■ **提供テキスト**:
——

1.線維性骨炎を起こし、骨量が変形したり、ひどい場合は骨格が変形する
2.生命予後を悪化させる
 異所性石灰化を生じ、血管の虚血性変化を起こすとともに、心臓の弁の石灰化を起こし弁膜症を生じる。その結果心血管系合併症の頻度が高まる。
3.QOLの低下
 筋力低下・イライラ感・不眠など

B.透析患者におけるiPTHの目標値

 線維性骨炎を防ぐという意味で正常の3−4倍が以前は推奨されていたが、現在はブロックらがiPTH100-200pg/mlを提唱している。

 Ca*P<55
 P<6.0(ブラックらは2.5-5.5を提唱するが本邦では6.0が妥当であろうと)
 Ca9.2-9.6mg/dl

 Pが高くても自覚症状はないが、「これが続くのは真綿で首を絞められているようなものだよ」ということを患者さんに話すと、富永先生。

——

■ **課題**:
1 > 提供テキストの「透析患者におけるiPTHの目標値」の項に示された数値目標を、すべて挙げてください。
2 > 提供テキストによると、本邦ではPの目標値はいくつが妥当とされていますか。

——

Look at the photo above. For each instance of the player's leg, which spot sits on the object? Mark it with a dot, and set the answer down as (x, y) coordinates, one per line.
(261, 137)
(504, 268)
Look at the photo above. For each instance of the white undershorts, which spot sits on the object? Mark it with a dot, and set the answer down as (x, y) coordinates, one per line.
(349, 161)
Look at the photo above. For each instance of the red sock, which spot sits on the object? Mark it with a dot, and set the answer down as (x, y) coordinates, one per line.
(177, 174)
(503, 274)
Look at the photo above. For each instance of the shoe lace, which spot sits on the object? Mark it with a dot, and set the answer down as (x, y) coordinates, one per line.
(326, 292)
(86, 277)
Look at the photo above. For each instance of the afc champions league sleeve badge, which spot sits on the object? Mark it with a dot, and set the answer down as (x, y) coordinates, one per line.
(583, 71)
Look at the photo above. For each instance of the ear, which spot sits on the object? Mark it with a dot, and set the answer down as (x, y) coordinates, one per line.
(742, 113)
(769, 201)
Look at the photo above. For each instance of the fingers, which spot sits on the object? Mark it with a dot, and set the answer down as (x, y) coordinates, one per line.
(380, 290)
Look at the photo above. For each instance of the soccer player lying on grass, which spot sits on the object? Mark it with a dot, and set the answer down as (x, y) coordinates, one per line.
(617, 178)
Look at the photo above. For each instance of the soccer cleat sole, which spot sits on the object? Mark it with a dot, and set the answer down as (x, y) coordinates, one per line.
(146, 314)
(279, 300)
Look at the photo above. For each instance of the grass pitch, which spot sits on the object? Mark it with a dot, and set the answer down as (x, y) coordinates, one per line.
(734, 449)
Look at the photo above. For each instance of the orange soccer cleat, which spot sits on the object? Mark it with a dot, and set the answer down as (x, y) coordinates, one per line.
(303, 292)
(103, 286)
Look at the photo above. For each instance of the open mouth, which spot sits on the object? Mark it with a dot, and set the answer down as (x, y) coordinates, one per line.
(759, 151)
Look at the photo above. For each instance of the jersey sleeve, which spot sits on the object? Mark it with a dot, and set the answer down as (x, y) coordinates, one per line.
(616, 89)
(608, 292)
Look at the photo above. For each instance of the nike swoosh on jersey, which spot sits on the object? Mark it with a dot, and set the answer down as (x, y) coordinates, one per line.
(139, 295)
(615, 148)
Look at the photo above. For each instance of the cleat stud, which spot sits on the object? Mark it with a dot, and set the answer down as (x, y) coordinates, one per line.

——

■ **解答一覧**:
1 >
・iPTH 100-200pg/ml
・Ca*P<55
・P<6.0
・Ca 9.2-9.6mg/dl

2 > 6.0が妥当とされています(P<6.0)。